IN VERBINDING MET ONZE STAKEHOLDERS |
PME is van en voor de werknemers, werkgevers en gepensioneerden in de metaal- en technologische industrie. Onze sociale partners, verenigd in de Raad van Overleg Metalektro (ROM), zijn als vertegenwoordiger van werkgevers, werknemers en pensioengerechtigden dus een belangrijke stakeholder. Wij gaan regelmatig met hen in gesprek.
Alle afspraken tussen sociale partners en PME voor de financiering en uitvoering van de pensioenregeling liggen vast in de bedrijfstakuitvoeringsovereenkomst (BUO). Eind 2022 liep de oude BUO af. Een nieuwe BUO ging op 1 januari 2023 in, nadat in 2022 een evaluatie was uitgevoerd en met sociale partners, verenigd in de Raad van Overleg Metalektro (ROM), verschillende bestuurlijke overleggen over deze evaluatie hadden plaatsgevonden. De nieuwe BUO loopt tot uiterlijk 2026, of een eerdere datum bij overgang naar een nieuwe pensioenregeling. In de BUO werd een premiepercentage van 27,98% vastgelegd en een opbouwpercentage van 1,815%.
In de tweede helft van 2023 vond afstemming met sociale partners plaats over onze besluitvorming rondom de verhoging van de pensioenen op 1 januari 2024 en de afwegingen die we daarbij maakten. En we bespraken met sociale partners in die periode onze voornemens voor herziening van het verwachte rendement in ons premiebeleid. Dit vanwege de nieuwe parameters die sinds 1 juli 2023 van kracht zijn. Een ongewijzigd premiebeleid zou leiden tot een verlaging van een pensioenopbouw van 1,65% per jaar, wat niet in lijn ligt met de ambitie van sociale partners. Met de herijking van het verwachte rendement is een hogere pensioenopbouw mogelijk. Wij besloten daarom in het najaar van 2023 om in ons premiebeleid 2024-2026 uit te gaan van een verhoogd verwacht rendement op basis van de nieuwe parameters 2022. Als gevolg hiervan besloten we om, gegeven de premie van 27,98%, de pensioenopbouw in 2024 naar 1,875% te verhogen.

Datasetfragmenten over het aanwijzen van objecten:

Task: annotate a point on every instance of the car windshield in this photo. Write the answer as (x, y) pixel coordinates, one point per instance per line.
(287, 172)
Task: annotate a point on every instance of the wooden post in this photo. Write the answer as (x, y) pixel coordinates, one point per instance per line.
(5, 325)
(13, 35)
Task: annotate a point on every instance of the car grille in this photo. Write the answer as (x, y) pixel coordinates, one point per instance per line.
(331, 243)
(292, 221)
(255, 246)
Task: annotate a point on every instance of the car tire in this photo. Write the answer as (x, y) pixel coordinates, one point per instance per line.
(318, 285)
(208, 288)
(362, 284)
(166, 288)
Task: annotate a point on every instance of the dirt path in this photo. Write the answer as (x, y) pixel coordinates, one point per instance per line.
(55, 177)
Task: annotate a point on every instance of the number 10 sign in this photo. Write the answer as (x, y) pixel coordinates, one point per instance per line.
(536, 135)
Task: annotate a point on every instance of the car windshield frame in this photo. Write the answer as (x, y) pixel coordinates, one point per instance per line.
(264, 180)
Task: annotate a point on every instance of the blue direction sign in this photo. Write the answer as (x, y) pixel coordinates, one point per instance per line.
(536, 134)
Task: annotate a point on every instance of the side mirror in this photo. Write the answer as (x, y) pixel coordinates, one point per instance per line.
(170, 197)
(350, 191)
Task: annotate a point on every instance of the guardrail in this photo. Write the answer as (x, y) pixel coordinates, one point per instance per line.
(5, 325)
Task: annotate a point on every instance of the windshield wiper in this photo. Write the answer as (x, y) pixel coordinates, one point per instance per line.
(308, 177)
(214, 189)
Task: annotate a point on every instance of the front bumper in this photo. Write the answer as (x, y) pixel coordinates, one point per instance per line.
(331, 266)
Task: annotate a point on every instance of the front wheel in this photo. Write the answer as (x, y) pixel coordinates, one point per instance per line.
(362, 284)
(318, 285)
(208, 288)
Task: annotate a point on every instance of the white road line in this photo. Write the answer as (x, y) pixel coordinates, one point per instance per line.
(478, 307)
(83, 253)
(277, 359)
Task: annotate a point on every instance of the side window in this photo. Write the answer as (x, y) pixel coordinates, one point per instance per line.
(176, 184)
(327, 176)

Doelstellingen =>
A. Neem uit de tekst over PME en zijn stakeholders letterlijk het gedeelte over dat opent met de woorden "IN VERBINDING MET" en sluit met "hen in gesprek.".
B. Noem alle verschillende percentages die in de tekst over PME en zijn stakeholders voorkomen, in de volgorde waarin ze voor het eerst verschijnen.

Antwoorden oefeningen =>
A.
IN VERBINDING MET ONZE STAKEHOLDERS |
PME is van en voor de werknemers, werkgevers en gepensioneerden in de metaal- en technologische industrie. Onze sociale partners, verenigd in de Raad van Overleg Metalektro (ROM), zijn als vertegenwoordiger van werkgevers, werknemers en pensioengerechtigden dus een belangrijke stakeholder. Wij gaan regelmatig met hen in gesprek.

B.
27,98%
1,815%
1,65%
1,875%